#### SOURCE:
--
September 5, 2022 By Nagesh Belludi Leave a Comment

Long before management consultants made the humble 2×2 matrix their stock-in-trade, President Dwight D. Eisenhower used the format to create one of the most powerful productivity tools of the 20th century: take your itemized to-do list, and dichotomize all the items on their importance and urgency. Then, classify these on a 2×2 with urgency on the x-axis and importance on the y-axis. The items in each bucket warrant a different kind of response.

  • The urgent-and-important tasks in the ‘Do’ quadrant need doing now (e.g., call the fire brigade if your house is burning down.)
  • The urgent-but-not-important tasks in the ‘Delegate or Automate’ quadrant are best delegated where possible (think booking a hotel or clearing low-priority emails.)
  • The important-but-not-urgent tasks (strategic planning, training) in the ‘Schedule’ quadrant should take up most of your time. Eisenhower noted that truly vital yet immediate tasks are few and far between: “I have two kinds of problems, the urgent and the important. The urgent are not important, and the important are never urgent.” That means committing to doing the tasks you schedule. Being effective can’t happen if you keep kicking the can down the road.
  • The neither-important nor-urgent tasks in the ‘Eliminate’ quadrant are usually time-wasting activities and must be eliminated forthwith. They don’t move you towards achieving your goals.

De-prioritize Stuff You Shouldn’t Be Doing in the First Place

The Eisenhower Priority Matrix isn’t entirely ground-breaking. Still, it can help you recognize you can deliver yourself by knowing it’s okay not to complete them all, so long as you get the most vital ones done. The challenge lies in being able to determine what’s essential and what isn’t, as expounded tediously in Steven Covey’s First Things First (1994):

Urgent matters are those that require immediate action. These are the visible issues that pop up and demand your attention now. Often, urgent matters come with clear consequences for not completing these tasks. Urgent tasks are unavoidadable, but spending too much time putting out fires can produce a great deal of stress and could result in burnout.
--
#### RECORD SET:
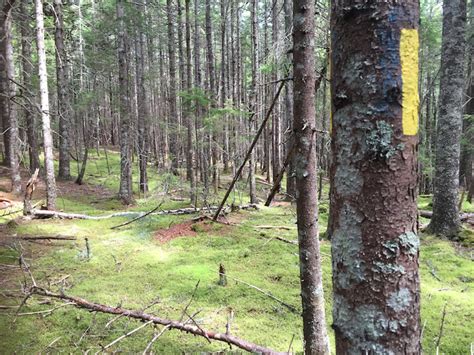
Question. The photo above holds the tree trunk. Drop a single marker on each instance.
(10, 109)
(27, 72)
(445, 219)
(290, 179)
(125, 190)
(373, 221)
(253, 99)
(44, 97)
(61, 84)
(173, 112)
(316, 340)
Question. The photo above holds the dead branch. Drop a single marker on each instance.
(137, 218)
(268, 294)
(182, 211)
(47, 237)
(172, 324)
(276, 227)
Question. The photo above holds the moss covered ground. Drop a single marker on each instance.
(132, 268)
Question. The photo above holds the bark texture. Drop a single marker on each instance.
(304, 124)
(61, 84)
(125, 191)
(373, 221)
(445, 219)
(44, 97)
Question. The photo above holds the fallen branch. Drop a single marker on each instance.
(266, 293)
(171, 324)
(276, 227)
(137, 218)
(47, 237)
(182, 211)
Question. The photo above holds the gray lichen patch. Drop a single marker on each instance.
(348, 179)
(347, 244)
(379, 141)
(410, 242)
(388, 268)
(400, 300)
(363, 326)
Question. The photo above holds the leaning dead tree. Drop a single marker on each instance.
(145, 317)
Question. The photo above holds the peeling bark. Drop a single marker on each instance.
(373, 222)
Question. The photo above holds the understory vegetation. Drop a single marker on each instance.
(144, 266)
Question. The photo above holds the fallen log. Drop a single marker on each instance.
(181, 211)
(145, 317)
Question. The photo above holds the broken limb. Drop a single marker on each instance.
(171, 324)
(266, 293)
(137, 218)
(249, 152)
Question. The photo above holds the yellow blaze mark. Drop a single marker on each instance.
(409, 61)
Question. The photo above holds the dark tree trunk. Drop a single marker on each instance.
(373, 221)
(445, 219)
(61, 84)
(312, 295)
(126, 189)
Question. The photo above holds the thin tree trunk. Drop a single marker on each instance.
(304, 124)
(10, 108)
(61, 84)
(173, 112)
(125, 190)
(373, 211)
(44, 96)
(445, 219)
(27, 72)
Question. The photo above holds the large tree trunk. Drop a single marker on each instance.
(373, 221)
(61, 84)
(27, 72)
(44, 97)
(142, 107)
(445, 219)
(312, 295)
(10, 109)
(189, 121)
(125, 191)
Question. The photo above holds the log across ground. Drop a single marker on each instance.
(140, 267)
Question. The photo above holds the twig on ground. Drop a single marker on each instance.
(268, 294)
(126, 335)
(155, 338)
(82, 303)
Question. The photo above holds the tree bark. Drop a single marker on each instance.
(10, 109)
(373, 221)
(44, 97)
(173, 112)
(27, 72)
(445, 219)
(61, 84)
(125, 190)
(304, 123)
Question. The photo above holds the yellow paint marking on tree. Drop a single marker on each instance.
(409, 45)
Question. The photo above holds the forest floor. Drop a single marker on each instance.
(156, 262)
--
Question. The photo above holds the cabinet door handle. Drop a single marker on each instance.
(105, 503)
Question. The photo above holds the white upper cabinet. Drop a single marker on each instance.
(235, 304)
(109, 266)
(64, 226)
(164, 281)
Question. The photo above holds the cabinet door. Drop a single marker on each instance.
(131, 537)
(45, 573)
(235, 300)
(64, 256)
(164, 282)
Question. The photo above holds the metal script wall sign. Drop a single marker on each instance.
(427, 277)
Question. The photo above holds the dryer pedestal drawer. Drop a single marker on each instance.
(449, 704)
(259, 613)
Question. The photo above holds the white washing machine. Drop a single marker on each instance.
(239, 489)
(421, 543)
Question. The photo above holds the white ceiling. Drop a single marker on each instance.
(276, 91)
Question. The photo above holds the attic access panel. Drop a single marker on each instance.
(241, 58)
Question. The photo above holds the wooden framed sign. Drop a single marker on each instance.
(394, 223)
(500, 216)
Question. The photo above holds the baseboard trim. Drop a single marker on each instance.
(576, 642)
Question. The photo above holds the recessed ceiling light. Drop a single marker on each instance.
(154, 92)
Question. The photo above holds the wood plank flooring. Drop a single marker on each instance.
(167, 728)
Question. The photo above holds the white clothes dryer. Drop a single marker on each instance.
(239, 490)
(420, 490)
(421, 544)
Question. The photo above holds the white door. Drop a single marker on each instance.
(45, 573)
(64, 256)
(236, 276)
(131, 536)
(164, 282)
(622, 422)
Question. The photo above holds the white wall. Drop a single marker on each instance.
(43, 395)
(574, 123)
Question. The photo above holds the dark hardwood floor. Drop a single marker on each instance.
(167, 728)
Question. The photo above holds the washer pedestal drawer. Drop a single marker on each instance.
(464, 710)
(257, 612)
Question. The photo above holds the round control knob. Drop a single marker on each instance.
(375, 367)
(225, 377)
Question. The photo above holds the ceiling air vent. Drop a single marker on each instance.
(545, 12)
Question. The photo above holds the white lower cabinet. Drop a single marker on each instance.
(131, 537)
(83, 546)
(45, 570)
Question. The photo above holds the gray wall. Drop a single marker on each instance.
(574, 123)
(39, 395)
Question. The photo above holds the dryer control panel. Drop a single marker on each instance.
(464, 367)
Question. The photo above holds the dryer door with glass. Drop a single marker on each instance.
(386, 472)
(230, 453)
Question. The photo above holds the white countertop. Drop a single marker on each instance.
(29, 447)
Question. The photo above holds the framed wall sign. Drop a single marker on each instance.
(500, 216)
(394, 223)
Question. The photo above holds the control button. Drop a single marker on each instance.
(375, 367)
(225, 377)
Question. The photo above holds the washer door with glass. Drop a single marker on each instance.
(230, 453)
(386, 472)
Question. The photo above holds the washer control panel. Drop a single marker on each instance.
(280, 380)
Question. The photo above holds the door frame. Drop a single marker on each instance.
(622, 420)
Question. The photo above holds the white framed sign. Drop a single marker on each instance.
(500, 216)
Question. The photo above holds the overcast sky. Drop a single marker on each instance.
--
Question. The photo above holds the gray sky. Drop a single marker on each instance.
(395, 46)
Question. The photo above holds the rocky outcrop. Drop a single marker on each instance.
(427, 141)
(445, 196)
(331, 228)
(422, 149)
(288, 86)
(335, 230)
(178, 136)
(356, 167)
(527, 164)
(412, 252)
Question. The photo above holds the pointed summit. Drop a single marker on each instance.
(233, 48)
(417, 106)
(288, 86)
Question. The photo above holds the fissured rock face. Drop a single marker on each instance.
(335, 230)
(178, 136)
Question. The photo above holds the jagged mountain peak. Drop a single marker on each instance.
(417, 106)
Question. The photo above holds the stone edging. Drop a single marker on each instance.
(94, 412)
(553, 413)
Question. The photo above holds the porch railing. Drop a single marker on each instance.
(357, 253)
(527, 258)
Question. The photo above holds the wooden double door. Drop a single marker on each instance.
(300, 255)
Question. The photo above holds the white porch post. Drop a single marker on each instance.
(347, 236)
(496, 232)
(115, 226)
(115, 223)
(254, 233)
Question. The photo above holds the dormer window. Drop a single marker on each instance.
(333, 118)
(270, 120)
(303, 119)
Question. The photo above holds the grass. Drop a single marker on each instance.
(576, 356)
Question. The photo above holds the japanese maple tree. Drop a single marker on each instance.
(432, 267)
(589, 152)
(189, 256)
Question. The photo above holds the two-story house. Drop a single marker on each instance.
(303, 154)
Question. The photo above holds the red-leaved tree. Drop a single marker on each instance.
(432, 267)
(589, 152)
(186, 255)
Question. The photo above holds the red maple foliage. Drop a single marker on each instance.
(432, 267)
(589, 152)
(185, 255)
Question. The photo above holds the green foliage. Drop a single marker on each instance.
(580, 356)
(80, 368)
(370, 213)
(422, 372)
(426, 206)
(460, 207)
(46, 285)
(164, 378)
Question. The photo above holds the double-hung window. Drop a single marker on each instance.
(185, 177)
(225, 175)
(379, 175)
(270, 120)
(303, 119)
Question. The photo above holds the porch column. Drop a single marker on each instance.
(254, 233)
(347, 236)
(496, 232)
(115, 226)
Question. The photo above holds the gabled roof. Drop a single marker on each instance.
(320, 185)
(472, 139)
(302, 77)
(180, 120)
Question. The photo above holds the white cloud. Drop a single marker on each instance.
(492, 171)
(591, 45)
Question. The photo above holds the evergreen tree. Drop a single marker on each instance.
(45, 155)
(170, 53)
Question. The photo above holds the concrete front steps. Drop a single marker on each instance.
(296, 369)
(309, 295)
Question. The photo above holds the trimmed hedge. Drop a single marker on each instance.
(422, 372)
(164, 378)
--
#### OBJECTIVES:
(a) Using the passage on the Eisenhower matrix, decide whether each statement agrees with it. Answer yes or no for each, and quote the deciding words.
(i) Urgency goes on the x-axis and importance on the y-axis.
(ii) Booking a hotel is given as an example of a task for the 'Do' quadrant.
(iii) Important-but-not-urgent tasks should take up most of your time.
(b) Continue the passage on the Eisenhower matrix from the point where it stops.

#### RESULTS FOR EACH TASK:
(a)
(i) Yes: "with urgency on the x-axis and importance on the y-axis"
(ii) No: "The urgent-but-not-important tasks in the ‘Delegate or Automate’ quadrant are best delegated where possible (think booking a hotel or clearing low-priority emails.)"
(iii) Yes: "The important-but-not-urgent tasks (strategic planning, training) in the ‘Schedule’ quadrant should take up most of your time."

(b)
Important matters, on the other hand, are those that contribute to long-term goals and life values. These items require planning and thoughtful action. When you focus on important matters you manage your time, energy, and attention rather than mindlessly expending these resources. What is important is subjective and depends on your own values and personal goals. No one else can define what is important for you.

The key to productivity is to be very selective in what you pick and execute your most important priorities. Be ready to delegate and be quick and not-to-perfection on as many things as possible. You really don’t need to give 110% on everything.

Idea for Impact: Use the Eisenhower Priority Matrix to Triage Your To-Do List

The Eisenhower method can be an indispensable weapon in your efficiency arsenal. Your life will never be the same when you internalize clarity of habits. Once you’ve been using the matrix for a while, you can realize a pattern of your own behavior. With some discipline, you can change your behaviors to ensure you’re spending more time on the ‘Schedule’ and ‘Do’ quadrants, improving your ability to plan your work.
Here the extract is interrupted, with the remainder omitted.